** Required action **
The answer must consist of each line below that contains the word "logo", copied in full.

** Information **

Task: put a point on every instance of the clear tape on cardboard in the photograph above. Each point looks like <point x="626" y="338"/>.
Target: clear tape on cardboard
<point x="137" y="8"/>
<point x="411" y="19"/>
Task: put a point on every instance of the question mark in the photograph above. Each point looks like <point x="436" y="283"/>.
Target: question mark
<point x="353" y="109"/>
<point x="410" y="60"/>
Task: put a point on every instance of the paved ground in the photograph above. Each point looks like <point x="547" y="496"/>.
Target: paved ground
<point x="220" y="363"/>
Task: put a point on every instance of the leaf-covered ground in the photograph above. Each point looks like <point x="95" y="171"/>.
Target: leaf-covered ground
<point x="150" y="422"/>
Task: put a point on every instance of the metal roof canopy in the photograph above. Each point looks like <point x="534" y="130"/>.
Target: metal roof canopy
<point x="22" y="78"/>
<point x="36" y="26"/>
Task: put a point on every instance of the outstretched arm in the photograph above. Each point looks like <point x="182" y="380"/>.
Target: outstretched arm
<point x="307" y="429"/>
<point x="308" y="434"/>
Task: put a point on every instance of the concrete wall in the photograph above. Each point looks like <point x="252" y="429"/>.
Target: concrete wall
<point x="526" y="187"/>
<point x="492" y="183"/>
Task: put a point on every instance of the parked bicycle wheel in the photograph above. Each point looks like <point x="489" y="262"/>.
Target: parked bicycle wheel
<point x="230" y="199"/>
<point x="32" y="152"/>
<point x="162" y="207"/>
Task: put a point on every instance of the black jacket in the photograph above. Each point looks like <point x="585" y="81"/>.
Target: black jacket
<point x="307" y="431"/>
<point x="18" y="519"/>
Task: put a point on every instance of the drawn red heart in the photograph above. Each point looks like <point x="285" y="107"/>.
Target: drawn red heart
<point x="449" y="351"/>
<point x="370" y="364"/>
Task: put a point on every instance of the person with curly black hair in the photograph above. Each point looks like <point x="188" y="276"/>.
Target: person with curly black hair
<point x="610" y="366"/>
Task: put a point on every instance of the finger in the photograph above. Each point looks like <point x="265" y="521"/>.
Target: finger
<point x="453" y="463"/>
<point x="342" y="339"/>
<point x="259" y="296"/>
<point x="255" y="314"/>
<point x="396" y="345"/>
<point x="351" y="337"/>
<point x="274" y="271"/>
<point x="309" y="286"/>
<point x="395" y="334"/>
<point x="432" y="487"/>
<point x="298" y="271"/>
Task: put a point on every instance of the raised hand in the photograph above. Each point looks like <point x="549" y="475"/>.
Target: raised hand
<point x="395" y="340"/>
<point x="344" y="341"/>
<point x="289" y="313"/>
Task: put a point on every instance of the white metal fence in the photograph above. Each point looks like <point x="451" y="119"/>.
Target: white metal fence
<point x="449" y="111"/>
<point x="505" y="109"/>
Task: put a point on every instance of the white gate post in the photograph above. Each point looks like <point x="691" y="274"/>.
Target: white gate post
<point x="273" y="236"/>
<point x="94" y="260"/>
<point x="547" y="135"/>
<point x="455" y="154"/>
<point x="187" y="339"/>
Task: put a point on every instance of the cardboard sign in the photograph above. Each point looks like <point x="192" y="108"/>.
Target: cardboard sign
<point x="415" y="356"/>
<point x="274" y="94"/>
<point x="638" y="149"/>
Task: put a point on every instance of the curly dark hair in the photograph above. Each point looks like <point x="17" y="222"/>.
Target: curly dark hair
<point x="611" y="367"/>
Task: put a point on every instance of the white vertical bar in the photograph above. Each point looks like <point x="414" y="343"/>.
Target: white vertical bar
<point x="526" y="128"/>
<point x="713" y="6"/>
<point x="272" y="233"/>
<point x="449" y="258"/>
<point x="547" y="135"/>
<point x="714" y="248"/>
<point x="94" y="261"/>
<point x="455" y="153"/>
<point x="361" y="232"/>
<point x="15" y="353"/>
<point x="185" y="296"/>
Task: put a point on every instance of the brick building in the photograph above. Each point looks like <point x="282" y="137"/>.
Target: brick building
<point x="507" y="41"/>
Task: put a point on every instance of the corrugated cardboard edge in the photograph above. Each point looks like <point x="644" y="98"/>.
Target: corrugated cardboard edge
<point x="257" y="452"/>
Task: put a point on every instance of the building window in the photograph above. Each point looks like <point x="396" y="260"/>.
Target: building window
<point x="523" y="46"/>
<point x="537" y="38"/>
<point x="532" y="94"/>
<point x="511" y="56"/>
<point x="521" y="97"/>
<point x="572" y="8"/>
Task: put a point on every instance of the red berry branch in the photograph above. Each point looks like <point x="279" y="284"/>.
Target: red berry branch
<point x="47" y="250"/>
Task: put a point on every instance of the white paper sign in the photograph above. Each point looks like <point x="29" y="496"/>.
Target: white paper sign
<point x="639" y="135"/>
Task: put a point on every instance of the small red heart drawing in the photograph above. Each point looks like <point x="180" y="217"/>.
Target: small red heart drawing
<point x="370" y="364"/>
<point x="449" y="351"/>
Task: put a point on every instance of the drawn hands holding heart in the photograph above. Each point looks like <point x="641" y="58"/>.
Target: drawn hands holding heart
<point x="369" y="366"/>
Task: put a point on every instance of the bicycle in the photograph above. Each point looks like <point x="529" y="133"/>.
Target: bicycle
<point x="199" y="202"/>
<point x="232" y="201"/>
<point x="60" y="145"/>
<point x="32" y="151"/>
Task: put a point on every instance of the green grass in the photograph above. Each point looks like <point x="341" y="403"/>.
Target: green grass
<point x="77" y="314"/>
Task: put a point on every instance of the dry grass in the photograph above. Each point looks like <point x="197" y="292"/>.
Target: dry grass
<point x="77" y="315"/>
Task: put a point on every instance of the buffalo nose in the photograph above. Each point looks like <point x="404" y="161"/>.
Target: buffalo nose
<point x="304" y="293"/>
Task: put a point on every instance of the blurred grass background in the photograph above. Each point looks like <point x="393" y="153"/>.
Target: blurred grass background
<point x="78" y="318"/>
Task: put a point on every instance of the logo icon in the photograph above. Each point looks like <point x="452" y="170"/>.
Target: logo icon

** Answer space **
Task: put a point on every instance of the logo icon in the photograph above. Each point looks like <point x="452" y="170"/>.
Target: logo icon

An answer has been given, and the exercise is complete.